Material for the task:
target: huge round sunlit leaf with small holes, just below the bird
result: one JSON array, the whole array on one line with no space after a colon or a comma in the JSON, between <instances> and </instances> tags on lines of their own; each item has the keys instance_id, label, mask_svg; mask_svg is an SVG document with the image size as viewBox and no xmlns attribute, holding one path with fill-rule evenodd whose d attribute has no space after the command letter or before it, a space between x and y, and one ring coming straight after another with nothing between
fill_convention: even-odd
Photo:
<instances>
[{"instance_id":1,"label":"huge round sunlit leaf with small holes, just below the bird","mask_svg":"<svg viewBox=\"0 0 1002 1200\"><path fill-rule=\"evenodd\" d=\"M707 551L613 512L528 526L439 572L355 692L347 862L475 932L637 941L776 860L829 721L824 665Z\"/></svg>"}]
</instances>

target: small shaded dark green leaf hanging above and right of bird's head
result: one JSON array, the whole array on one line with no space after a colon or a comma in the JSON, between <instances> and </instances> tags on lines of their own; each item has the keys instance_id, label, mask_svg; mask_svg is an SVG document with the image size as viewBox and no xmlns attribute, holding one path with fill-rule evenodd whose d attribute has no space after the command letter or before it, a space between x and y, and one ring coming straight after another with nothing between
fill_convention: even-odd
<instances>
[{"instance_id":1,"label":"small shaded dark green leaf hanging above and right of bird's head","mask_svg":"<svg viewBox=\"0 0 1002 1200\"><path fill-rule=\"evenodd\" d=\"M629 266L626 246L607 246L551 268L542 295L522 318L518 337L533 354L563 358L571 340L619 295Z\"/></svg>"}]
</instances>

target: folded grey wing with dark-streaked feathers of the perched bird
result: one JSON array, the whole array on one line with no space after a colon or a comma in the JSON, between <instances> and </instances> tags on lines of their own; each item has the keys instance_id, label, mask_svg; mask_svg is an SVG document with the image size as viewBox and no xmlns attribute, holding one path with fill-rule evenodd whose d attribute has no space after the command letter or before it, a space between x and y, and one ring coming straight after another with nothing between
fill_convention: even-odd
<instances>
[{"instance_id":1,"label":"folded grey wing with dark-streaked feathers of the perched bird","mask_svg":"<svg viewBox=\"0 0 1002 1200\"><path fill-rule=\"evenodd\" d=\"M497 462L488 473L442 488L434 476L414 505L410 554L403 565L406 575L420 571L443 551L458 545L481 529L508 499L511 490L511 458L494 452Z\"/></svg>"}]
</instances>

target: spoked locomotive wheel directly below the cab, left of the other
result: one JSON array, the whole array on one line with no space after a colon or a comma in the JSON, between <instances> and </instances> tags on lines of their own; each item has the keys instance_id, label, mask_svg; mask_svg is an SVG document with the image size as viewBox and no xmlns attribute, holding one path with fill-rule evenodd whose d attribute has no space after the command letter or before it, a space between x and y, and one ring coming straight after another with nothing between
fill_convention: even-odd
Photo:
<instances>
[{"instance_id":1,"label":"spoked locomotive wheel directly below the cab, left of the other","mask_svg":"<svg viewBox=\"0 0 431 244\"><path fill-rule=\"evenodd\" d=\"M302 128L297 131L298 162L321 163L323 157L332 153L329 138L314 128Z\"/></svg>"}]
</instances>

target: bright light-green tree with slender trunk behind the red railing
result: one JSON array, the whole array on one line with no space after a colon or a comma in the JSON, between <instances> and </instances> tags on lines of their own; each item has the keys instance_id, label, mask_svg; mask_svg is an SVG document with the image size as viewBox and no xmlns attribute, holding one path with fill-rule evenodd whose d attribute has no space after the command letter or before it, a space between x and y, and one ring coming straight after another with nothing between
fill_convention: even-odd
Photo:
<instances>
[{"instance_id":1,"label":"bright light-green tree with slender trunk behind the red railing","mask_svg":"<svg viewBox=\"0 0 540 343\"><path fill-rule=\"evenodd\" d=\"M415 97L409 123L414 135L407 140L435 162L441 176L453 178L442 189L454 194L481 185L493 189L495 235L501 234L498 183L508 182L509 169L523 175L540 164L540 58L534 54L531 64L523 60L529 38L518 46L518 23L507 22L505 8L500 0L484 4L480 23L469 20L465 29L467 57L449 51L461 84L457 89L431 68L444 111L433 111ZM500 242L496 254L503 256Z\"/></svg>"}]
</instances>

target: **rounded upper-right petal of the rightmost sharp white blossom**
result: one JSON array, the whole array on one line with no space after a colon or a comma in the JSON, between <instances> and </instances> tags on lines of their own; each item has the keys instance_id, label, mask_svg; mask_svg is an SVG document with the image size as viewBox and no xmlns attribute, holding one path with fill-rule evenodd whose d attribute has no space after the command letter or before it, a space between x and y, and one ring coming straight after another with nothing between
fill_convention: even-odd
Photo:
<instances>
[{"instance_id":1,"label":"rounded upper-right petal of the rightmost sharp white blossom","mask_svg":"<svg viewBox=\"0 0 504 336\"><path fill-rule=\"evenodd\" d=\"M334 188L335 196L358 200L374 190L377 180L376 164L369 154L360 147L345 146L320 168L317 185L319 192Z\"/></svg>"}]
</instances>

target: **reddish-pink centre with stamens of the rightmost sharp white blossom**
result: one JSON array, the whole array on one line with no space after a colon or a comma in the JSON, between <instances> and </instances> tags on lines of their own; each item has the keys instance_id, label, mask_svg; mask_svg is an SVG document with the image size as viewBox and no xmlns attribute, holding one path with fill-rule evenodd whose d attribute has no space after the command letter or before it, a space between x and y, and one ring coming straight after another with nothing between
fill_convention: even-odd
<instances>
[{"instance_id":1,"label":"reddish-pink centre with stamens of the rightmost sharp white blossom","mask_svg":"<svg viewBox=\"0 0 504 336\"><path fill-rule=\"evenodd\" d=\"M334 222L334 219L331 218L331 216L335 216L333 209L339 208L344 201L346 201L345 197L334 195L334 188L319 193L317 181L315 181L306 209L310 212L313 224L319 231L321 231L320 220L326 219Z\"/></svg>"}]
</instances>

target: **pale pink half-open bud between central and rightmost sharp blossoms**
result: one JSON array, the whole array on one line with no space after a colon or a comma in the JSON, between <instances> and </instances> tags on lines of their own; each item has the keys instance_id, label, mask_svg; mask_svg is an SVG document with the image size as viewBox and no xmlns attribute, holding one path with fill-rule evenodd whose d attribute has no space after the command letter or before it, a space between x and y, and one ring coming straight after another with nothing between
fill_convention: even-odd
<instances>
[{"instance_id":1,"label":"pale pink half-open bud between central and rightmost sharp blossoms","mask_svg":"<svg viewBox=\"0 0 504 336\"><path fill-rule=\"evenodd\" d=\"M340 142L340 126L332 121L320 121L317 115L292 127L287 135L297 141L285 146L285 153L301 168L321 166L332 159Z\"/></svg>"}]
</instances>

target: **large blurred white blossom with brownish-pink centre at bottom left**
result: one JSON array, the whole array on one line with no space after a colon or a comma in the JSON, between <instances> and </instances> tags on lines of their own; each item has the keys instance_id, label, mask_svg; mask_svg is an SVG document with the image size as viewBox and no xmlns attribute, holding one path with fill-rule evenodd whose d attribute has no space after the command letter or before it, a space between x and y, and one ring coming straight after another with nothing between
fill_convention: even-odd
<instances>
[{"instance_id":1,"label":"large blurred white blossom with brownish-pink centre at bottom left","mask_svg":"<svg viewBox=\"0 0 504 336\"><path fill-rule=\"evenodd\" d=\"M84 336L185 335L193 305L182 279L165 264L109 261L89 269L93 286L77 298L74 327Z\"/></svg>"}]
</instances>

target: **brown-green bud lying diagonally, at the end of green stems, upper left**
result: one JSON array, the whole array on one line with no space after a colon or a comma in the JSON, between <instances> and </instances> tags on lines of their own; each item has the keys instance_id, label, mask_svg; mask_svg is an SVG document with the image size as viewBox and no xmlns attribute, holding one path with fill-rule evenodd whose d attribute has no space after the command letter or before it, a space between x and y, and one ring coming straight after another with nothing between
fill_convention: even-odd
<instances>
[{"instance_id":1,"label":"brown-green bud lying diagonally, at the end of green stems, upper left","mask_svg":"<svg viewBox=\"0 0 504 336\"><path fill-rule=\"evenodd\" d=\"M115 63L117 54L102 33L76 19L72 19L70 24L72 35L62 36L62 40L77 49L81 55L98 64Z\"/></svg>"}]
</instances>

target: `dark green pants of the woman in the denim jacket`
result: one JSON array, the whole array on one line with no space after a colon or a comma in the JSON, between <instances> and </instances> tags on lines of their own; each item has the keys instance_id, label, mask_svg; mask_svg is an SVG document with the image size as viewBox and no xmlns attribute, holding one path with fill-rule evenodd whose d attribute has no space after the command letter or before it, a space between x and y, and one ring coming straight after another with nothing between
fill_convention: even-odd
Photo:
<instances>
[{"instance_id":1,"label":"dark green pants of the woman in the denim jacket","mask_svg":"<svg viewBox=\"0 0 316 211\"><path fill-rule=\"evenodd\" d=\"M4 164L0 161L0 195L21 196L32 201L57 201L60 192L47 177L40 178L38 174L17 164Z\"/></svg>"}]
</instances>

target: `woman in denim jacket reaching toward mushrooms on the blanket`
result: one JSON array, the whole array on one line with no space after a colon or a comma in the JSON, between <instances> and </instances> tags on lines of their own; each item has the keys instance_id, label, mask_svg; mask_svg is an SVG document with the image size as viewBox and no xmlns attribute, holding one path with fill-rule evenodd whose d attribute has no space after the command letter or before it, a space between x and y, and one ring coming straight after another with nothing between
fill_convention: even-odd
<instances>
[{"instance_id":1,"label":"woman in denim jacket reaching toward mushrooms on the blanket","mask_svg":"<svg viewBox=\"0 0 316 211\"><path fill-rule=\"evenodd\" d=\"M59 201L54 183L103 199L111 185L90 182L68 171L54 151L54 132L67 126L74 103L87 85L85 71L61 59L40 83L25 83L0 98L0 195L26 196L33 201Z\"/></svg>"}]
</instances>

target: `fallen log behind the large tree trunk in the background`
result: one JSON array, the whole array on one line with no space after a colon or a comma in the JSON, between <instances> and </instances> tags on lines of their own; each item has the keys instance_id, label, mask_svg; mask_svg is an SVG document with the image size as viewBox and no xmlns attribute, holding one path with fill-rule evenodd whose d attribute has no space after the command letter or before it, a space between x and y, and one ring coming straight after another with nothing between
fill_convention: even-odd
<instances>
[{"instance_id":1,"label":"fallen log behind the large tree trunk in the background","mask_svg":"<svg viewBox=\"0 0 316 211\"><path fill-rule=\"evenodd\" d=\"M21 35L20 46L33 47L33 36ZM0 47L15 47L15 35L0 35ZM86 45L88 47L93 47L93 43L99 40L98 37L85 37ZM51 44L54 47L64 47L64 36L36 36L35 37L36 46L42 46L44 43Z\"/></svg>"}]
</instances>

About this exercise: Transcribe, exactly and without additions, the lines of the records above, beginning with the line that contains "target: spoked locomotive" and ending with the line that contains "target: **rounded upper-right", both included.

Your response:
target: spoked locomotive wheel directly below the cab, left of the other
result: one JSON array, the whole array on one line with no space after a colon or a comma in the JSON, between <instances> and </instances> tags on lines of their own; each item has the keys instance_id, label, mask_svg; mask_svg is an SVG document with the image size as viewBox and no xmlns attribute, holding one path with fill-rule evenodd whose d attribute has no space after the command letter or before it, a space between x and y, and one ring coming straight after another with nothing between
fill_convention: even-odd
Photo:
<instances>
[{"instance_id":1,"label":"spoked locomotive wheel directly below the cab, left of the other","mask_svg":"<svg viewBox=\"0 0 431 244\"><path fill-rule=\"evenodd\" d=\"M302 128L297 131L298 162L321 163L323 157L332 153L329 138L314 128Z\"/></svg>"}]
</instances>

target: bright light-green tree with slender trunk behind the red railing
result: one JSON array, the whole array on one line with no space after a colon or a comma in the JSON, between <instances> and </instances> tags on lines of their own; each item has the keys instance_id, label, mask_svg; mask_svg is an SVG document with the image size as viewBox and no xmlns attribute, holding one path with fill-rule evenodd whose d attribute has no space after the command letter or before it, a space between x and y, and one ring coming straight after another with nothing between
fill_convention: even-odd
Photo:
<instances>
[{"instance_id":1,"label":"bright light-green tree with slender trunk behind the red railing","mask_svg":"<svg viewBox=\"0 0 540 343\"><path fill-rule=\"evenodd\" d=\"M415 97L409 123L414 135L407 140L435 162L441 176L453 178L442 189L454 194L481 185L493 189L495 235L501 234L498 183L508 182L509 169L523 175L540 164L540 58L534 54L531 64L523 60L529 38L518 46L518 23L507 22L505 8L500 0L484 4L480 23L469 20L465 29L467 57L449 51L461 84L457 89L431 68L444 111L433 111ZM500 242L496 254L503 256Z\"/></svg>"}]
</instances>

target: **rounded upper-right petal of the rightmost sharp white blossom**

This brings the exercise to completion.